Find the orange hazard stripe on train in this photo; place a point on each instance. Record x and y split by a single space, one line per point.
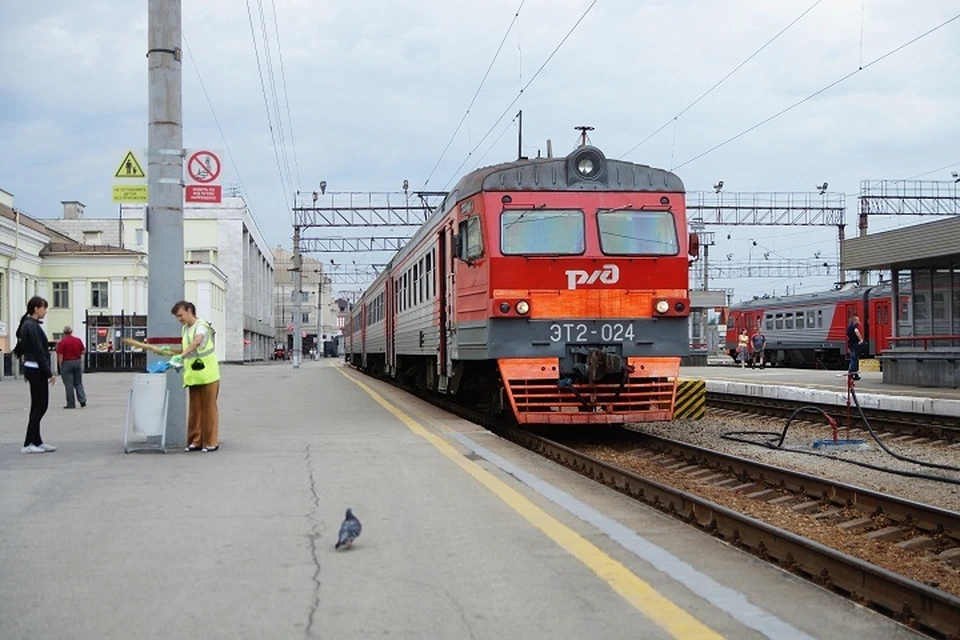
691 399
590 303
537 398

* * *

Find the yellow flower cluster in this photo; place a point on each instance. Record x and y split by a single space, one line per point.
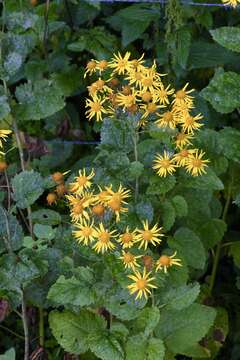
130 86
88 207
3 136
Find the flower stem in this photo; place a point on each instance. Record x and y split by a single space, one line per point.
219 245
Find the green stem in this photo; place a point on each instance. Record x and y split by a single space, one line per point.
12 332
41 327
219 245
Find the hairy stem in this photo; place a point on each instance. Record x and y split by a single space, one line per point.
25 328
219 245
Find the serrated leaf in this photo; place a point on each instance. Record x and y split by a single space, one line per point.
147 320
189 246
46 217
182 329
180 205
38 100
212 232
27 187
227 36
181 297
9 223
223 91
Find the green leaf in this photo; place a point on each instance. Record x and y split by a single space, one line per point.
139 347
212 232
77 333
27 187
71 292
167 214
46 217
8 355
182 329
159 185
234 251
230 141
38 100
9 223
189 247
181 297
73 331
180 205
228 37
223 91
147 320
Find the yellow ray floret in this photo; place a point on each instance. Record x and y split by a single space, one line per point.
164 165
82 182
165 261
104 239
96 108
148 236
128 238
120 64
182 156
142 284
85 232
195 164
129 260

* * *

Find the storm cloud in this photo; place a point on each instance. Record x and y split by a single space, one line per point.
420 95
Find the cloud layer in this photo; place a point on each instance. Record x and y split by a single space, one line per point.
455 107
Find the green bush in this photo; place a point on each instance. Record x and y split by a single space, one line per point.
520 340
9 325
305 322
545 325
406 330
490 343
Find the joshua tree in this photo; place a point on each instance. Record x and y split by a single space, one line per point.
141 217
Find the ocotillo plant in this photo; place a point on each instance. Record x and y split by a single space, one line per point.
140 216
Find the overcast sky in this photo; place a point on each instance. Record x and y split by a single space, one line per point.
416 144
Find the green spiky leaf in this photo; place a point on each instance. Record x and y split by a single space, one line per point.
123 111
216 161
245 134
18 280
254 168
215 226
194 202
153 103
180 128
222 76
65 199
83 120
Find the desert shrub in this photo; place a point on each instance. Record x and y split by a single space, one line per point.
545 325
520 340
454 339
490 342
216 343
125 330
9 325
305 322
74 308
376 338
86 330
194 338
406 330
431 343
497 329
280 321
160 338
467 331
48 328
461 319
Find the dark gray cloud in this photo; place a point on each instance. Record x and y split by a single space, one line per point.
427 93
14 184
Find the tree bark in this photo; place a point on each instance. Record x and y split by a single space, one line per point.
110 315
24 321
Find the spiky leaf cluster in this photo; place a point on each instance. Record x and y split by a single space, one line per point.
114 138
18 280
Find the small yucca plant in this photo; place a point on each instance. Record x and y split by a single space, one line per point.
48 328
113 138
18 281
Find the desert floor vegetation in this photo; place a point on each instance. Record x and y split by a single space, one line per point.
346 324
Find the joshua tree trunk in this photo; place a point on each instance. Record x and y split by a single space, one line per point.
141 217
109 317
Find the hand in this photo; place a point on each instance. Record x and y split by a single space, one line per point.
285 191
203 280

• [Task description]: Count the lines of the records above that contain the word "spiky", and reply with only that number.

• [Complete answer]: 2